WHAT YOU WILL DO ▸
A - Answer these questions about the passage on dinosaur coloration:
(i) Which dinosaur's color did British scientists reveal this month?
(ii) Which four-winged dinosaur has a Wikipedia page with a section on coloration?
(iii) What did Psittacosaurus's patterns and shading help it fade into?
B - List every dinosaur named in the passage on dinosaur coloration.
C - Continue the passage on dinosaur coloration after its final sentence.

TEXT SEGMENT ▸

By reconstructing Psittacosaurus, scientists discovered that its patterns and shading were just right to make it fade into the undergrowth of Cretaceous forests. [Image credit: University of Bristol, Image used with permission from the university]
“The images in this book are an artist’s interpretation. We will, of course, never know what colors these fantastic beasts truly were.”
A version of this statement can be found in many dinosaur books you pick up. It seemed logical at the time — how could we possibly know the color of an animal whose only remains were fossilized bones or imprints in hardened mud?
But today, even the Wikipedia pages on dinosaurs such as the four-winged Microraptor have sections on coloration. What was unimaginable just a few years ago is now understood well enough to appear in a basic internet search.
This month, British scientists revealed the color of another dinosaur, Psittacosaurus. Let’s take a minute for that to sink in. Not only have we definitively described the color of an animal that’s been dead for over 100 million years, but we are now doing this repeatedly. They even built a life-sized model of the little guy, an early relative of the three-horned favorite, Triceratops.

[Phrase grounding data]
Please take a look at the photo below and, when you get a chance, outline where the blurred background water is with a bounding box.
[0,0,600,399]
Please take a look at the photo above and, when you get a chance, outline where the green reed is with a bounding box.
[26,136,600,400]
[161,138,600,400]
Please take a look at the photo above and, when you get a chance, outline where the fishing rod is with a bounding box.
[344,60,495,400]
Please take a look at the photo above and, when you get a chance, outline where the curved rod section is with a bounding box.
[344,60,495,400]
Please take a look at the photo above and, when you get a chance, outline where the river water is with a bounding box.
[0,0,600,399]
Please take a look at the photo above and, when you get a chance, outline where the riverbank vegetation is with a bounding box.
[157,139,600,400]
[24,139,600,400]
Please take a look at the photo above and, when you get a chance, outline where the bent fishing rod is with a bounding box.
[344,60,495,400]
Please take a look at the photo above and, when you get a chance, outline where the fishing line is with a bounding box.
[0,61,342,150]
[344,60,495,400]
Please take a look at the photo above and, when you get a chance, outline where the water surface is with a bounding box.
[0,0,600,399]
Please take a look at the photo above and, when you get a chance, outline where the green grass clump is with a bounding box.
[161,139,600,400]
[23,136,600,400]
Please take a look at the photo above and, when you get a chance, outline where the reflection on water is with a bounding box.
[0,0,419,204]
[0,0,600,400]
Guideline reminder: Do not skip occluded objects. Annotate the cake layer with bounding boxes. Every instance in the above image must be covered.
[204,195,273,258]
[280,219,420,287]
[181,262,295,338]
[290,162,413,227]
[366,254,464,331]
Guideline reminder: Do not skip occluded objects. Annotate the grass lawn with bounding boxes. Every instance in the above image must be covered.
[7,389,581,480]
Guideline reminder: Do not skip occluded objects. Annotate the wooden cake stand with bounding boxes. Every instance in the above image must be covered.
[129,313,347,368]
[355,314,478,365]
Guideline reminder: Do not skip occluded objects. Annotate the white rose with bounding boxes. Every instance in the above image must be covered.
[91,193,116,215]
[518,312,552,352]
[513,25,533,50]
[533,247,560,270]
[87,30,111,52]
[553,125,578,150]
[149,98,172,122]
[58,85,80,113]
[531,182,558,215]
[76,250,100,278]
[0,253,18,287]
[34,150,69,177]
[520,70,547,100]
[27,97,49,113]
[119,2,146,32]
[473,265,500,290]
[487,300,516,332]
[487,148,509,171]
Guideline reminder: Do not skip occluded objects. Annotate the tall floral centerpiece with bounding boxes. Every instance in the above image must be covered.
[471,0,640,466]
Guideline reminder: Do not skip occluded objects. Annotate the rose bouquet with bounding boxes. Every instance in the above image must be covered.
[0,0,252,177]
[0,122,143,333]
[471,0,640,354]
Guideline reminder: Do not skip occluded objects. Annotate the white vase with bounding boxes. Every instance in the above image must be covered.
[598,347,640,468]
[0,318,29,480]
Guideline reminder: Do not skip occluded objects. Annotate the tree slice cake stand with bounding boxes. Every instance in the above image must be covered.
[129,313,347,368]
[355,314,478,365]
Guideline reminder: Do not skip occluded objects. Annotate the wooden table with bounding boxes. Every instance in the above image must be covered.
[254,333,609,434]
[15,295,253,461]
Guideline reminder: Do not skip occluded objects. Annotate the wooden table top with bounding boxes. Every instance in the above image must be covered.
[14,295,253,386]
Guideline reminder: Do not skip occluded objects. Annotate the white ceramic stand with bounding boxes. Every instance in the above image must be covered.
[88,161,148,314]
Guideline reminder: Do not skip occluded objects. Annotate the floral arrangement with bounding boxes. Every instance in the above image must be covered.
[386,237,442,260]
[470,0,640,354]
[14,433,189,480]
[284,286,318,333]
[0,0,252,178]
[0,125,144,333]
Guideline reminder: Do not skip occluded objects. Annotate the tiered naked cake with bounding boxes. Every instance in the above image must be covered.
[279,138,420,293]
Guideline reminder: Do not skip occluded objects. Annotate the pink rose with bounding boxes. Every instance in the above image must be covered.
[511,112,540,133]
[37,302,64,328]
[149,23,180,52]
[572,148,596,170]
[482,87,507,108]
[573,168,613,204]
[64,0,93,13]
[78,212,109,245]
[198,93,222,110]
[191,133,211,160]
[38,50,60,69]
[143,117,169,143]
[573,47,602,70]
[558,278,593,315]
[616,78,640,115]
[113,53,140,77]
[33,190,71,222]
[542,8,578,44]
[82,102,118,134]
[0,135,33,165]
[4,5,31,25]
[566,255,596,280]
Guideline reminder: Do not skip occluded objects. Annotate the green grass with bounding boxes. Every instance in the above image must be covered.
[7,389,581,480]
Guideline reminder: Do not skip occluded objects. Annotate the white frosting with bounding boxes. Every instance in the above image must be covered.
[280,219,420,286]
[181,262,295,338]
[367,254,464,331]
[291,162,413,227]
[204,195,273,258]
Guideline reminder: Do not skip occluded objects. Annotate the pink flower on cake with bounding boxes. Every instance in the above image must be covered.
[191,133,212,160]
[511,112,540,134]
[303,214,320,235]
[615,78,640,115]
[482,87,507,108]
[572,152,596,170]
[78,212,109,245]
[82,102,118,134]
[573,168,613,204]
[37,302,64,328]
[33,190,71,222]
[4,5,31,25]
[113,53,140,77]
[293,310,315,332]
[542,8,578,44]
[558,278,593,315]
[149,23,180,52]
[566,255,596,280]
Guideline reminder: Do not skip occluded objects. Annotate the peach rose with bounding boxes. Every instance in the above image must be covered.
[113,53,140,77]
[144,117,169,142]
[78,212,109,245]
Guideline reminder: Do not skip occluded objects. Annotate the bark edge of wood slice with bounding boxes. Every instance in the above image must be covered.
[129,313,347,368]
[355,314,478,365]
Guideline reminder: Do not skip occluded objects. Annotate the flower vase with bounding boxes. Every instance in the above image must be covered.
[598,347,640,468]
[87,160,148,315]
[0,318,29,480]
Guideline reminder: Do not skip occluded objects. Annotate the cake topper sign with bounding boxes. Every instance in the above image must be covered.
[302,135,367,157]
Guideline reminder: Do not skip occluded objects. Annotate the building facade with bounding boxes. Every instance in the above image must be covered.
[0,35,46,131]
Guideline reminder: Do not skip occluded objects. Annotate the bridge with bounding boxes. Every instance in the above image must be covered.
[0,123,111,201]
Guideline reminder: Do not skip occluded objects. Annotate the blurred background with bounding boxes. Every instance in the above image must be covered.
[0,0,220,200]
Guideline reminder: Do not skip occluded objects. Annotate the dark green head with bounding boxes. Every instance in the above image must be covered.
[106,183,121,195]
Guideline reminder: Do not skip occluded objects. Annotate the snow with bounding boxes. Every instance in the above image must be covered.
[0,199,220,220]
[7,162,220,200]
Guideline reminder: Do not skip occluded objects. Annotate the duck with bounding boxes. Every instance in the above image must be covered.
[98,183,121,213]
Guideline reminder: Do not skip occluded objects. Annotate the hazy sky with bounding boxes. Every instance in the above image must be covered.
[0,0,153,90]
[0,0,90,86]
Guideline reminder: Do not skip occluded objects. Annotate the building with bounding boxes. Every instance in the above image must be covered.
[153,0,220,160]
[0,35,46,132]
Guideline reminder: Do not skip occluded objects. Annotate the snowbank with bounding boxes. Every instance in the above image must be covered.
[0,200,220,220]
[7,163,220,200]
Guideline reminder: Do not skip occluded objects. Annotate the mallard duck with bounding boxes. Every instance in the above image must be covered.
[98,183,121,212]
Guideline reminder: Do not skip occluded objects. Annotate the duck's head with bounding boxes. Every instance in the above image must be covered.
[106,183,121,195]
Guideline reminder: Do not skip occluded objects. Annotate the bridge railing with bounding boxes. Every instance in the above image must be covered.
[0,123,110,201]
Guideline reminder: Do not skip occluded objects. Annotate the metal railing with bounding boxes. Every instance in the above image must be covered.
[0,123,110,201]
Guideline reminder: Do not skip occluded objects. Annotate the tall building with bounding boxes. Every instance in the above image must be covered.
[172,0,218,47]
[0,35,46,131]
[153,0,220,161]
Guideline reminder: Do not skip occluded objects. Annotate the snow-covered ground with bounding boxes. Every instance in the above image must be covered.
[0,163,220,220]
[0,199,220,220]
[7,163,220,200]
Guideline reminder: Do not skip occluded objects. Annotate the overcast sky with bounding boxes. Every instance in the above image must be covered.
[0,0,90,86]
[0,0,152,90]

ANSWERS PROVIDED ▸
A -
(i) Psittacosaurus
(ii) Microraptor
(iii) The undergrowth of Cretaceous forests

B - Psittacosaurus, Microraptor, Triceratops

C -
The first dinosaur to have its color portrait done was the small carnivore Sinosauropteryx, which had its tail colored in 2010. The raptor Anchiornis followed that same year, and Microraptor joined the gallery in 2012. In all these discoveries, scientists used modern, high-power microscopes to see details of pigment cells in exquisitely preserved fossils.
Contrast with this some stories from the infancy of paleontology. In 1825, the English physician Gideon Mantell described the second known dinosaur, Iguanodon (the first was Megalosaurus). Since the good doctor had little of its kind to compare it with, Mantell’s analysis focused on the creature’s teeth, which he thought resembled those of an iguana. Continuing in that vein, Mantell described the creature as an enormous iguana walking on four legs, complete with spines on its back and a horn on its snout, just like some species of modern lizard.
We now know that Iguanadon actually looked very differently than Mantell thought. It was mostly bipedal, with spikes on its thumbs, instead of its nose, and a muscular tail held horizontal to the ground.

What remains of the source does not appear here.